= Source excerpt =
Manasu Rendum Pudhusu () is a 1994 Indian Tamil-language film, directed by P. Amirtham. The film stars Jayaram and Khushbu. A remake of the 1990 Malayalam film Sasneham, it was released on 24 June 1994.

Plot 

Thomas and Lakshmi, both teachers, are a newly and happily married couple. They got married without their families' consent. Lakshmi finally gets pregnant, the news reaches their respective families. What transpires next forms the rest of the story.

Cast 

Jayaram as Thomas
Khushbu as Lakshmi
V. K. Ramasamy as Paramesh
R. Sundarrajan as Anthony
Poornam Viswanathan as Narayanan Iyer
Vinu Chakravarthy as Peter Raj
Vennira Aadai Moorthy as M. K. Varadaraja Bhagavathar
Mannangatti as Somu
Sukumari as Meenakshi
Vadivukkarasi
Shanmugasundari
Kavitha
S. N. Parvathy
Radhabhai
Anuja as Narayani
Smitha Sajith

Soundtrack 
The soundtrack was composed by Deva, with lyrics written by Vaali.

= Record excerpts =
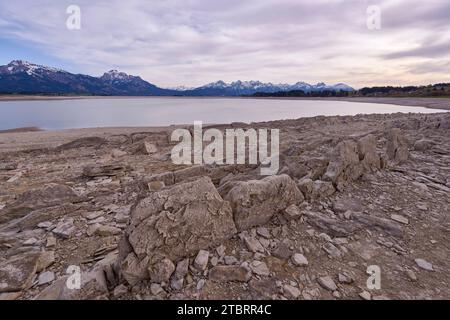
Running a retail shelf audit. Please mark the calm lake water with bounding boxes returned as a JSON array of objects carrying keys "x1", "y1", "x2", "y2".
[{"x1": 0, "y1": 98, "x2": 440, "y2": 130}]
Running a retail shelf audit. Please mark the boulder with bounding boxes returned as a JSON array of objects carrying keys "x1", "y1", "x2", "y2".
[
  {"x1": 0, "y1": 251, "x2": 40, "y2": 293},
  {"x1": 386, "y1": 128, "x2": 409, "y2": 163},
  {"x1": 120, "y1": 177, "x2": 237, "y2": 284},
  {"x1": 358, "y1": 134, "x2": 381, "y2": 171},
  {"x1": 414, "y1": 139, "x2": 435, "y2": 151},
  {"x1": 225, "y1": 175, "x2": 304, "y2": 230},
  {"x1": 209, "y1": 266, "x2": 252, "y2": 282},
  {"x1": 322, "y1": 140, "x2": 363, "y2": 191},
  {"x1": 0, "y1": 183, "x2": 80, "y2": 224}
]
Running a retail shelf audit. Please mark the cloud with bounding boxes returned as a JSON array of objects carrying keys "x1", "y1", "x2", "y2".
[{"x1": 0, "y1": 0, "x2": 450, "y2": 87}]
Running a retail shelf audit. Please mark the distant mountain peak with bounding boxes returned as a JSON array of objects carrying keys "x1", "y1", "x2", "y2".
[
  {"x1": 0, "y1": 60, "x2": 62, "y2": 76},
  {"x1": 100, "y1": 70, "x2": 133, "y2": 81},
  {"x1": 0, "y1": 60, "x2": 354, "y2": 96}
]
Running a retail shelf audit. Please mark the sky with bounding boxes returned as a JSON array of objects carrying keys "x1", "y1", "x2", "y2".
[{"x1": 0, "y1": 0, "x2": 450, "y2": 88}]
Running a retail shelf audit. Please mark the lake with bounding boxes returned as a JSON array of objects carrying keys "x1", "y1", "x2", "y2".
[{"x1": 0, "y1": 97, "x2": 441, "y2": 130}]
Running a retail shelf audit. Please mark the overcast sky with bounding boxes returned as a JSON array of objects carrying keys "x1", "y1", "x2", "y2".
[{"x1": 0, "y1": 0, "x2": 450, "y2": 88}]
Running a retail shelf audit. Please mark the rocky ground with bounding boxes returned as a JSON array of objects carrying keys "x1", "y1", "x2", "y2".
[{"x1": 0, "y1": 113, "x2": 450, "y2": 299}]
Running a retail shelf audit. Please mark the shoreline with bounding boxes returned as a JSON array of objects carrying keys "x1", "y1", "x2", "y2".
[
  {"x1": 0, "y1": 95, "x2": 450, "y2": 110},
  {"x1": 0, "y1": 112, "x2": 448, "y2": 154}
]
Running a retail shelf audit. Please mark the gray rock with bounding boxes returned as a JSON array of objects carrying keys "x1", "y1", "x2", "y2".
[
  {"x1": 414, "y1": 258, "x2": 434, "y2": 271},
  {"x1": 284, "y1": 204, "x2": 302, "y2": 220},
  {"x1": 113, "y1": 284, "x2": 128, "y2": 298},
  {"x1": 148, "y1": 258, "x2": 175, "y2": 283},
  {"x1": 391, "y1": 214, "x2": 409, "y2": 224},
  {"x1": 209, "y1": 266, "x2": 252, "y2": 282},
  {"x1": 250, "y1": 260, "x2": 270, "y2": 276},
  {"x1": 38, "y1": 271, "x2": 55, "y2": 286},
  {"x1": 317, "y1": 276, "x2": 337, "y2": 291},
  {"x1": 223, "y1": 256, "x2": 239, "y2": 265},
  {"x1": 283, "y1": 284, "x2": 301, "y2": 299},
  {"x1": 292, "y1": 253, "x2": 308, "y2": 267},
  {"x1": 244, "y1": 236, "x2": 264, "y2": 252},
  {"x1": 272, "y1": 242, "x2": 292, "y2": 260},
  {"x1": 119, "y1": 177, "x2": 236, "y2": 280},
  {"x1": 0, "y1": 252, "x2": 40, "y2": 293},
  {"x1": 52, "y1": 218, "x2": 77, "y2": 239},
  {"x1": 386, "y1": 128, "x2": 409, "y2": 163},
  {"x1": 194, "y1": 250, "x2": 209, "y2": 270}
]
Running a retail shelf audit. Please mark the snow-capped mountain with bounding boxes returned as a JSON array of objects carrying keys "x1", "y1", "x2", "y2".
[
  {"x1": 0, "y1": 60, "x2": 176, "y2": 96},
  {"x1": 0, "y1": 60, "x2": 354, "y2": 96}
]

= Set task A =
Name every cast member in the article on the film Manasu Rendum Pudhusu whose entry gives no character name.
= Set task B =
Extend the article on the film Manasu Rendum Pudhusu with the section that follows its last line.

= Written answer A =
Vadivukkarasi, Shanmugasundari, Kavitha, S. N. Parvathy, Radhabhai, Smitha Sajith

= Written answer B =
Reception 
Malini Mannath of The Indian Express gave the film a positive review, praising the performances of its lead pair. P. S. S. of Kalki wrote "the issue is not new, the story is also not new, the new is present only in the title. With such a flimsy plot, it is needlessly dragged and the end of the day we feel bored".

References

External links 
 

1990s Tamil-language films
1994 films
Films scored by Deva (composer)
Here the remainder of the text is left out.